> WORK INSTRUCTIONS: Retype precisely the section of the data that starts at the line containing "Could you point out the steel" and runs to its final line, ends included.

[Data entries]
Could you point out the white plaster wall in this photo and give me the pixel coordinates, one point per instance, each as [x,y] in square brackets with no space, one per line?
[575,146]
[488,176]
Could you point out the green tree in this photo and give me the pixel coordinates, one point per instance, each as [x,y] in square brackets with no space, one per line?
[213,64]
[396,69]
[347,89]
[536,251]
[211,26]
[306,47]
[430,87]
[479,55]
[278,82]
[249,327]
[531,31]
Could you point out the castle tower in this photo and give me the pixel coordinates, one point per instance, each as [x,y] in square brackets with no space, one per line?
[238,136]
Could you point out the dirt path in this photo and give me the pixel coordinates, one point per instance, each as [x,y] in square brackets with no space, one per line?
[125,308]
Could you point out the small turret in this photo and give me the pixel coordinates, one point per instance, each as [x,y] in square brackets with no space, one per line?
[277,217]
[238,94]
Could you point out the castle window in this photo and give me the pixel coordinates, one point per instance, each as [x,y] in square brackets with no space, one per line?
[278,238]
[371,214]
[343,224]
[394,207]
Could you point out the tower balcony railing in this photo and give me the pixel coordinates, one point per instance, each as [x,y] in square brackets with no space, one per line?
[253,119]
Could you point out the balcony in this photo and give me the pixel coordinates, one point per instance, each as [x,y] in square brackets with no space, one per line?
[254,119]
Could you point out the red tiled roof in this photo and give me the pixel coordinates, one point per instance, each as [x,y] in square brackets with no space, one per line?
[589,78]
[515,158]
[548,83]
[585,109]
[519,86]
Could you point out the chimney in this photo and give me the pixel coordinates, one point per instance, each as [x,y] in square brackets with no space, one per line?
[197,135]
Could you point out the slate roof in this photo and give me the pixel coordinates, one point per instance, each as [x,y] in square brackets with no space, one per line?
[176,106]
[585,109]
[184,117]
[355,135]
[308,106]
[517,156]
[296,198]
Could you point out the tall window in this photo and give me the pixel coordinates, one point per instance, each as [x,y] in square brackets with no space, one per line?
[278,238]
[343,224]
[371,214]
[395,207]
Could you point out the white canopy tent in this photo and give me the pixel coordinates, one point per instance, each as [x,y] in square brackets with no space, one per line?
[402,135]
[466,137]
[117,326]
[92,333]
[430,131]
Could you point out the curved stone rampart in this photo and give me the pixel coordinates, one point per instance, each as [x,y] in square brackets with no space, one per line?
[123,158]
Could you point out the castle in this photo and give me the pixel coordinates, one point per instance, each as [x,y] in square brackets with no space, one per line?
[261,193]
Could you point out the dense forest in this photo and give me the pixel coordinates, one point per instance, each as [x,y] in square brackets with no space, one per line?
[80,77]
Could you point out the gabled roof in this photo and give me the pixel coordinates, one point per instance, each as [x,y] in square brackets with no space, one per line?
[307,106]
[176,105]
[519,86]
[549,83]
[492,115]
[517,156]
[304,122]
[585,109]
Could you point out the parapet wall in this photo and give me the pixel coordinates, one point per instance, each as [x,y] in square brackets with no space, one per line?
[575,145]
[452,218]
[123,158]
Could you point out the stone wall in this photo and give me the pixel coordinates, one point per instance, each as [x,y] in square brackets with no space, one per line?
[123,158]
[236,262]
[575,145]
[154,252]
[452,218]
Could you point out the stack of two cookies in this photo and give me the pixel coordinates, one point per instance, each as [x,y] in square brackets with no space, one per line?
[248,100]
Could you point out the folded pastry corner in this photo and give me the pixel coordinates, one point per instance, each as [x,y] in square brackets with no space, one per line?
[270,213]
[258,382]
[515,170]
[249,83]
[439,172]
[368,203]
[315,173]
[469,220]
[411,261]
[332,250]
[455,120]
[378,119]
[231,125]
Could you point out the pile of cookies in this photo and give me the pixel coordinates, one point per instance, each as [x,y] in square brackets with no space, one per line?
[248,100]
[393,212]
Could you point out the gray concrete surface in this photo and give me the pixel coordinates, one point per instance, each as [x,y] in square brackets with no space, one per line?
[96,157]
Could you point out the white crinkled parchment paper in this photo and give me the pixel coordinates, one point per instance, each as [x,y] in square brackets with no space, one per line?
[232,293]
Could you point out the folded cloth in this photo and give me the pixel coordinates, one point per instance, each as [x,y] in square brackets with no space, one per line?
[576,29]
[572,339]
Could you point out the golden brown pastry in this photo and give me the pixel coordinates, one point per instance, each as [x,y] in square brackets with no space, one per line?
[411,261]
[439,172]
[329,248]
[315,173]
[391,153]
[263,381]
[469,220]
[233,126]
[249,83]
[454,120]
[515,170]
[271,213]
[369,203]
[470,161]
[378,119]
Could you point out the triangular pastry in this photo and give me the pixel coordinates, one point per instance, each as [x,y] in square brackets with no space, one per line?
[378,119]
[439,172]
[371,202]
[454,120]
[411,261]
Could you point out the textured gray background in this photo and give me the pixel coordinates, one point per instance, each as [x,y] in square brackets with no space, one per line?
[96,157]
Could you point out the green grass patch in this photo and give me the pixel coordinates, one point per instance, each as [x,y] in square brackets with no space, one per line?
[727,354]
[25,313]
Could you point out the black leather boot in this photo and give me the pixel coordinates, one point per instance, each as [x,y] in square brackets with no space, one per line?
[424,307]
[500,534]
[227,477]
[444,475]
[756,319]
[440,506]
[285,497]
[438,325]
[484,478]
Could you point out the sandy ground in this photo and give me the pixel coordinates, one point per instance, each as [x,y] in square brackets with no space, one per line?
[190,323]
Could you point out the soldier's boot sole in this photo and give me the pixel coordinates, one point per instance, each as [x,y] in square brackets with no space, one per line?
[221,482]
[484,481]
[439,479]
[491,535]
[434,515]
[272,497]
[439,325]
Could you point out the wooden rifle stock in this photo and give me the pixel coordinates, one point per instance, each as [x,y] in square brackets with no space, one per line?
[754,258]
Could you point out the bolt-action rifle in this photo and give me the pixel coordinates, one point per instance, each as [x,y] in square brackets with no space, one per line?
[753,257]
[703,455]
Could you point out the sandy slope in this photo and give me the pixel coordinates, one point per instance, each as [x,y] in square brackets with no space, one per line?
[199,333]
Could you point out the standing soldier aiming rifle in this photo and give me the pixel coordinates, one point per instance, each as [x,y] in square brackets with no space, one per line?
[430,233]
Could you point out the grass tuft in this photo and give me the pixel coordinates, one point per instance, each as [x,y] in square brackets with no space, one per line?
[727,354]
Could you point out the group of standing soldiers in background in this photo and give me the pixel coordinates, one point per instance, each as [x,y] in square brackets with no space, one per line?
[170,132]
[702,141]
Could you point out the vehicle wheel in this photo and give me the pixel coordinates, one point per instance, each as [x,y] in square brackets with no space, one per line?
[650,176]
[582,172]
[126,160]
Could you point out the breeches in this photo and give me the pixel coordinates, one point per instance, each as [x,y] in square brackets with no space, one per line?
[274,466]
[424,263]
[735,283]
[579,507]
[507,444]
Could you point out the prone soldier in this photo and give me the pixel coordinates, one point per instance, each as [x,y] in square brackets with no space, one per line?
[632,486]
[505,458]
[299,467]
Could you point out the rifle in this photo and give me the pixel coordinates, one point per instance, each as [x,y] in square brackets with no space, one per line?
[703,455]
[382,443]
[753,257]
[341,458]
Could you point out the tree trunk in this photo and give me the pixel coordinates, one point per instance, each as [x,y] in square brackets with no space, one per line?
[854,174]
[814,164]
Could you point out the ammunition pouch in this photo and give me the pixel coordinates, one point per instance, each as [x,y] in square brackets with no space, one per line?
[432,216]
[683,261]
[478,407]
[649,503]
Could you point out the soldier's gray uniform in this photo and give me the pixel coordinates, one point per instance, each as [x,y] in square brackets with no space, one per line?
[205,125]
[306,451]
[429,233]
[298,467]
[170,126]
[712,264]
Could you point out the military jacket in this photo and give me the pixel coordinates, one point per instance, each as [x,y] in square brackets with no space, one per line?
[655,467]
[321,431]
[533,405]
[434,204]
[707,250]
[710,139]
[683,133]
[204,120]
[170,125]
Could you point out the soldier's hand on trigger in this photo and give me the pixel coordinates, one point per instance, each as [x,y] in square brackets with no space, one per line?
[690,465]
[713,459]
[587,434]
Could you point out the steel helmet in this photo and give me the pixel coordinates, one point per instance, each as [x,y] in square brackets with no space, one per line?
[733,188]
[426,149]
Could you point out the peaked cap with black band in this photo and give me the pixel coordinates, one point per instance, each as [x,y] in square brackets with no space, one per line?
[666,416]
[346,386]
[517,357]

> RESULT OF THIS EXERCISE:
Could you point out the steel helmet in this photo and give me the pixel coordinates, one point per instance, each as [x,y] in square brackets with no space, one per line?
[733,188]
[426,149]
Could you point out the peaked cap with black band in this photo and give me the pixel coordinates, one point per instance, each as [x,y] in square brackets with no space, one per line?
[666,416]
[346,386]
[517,357]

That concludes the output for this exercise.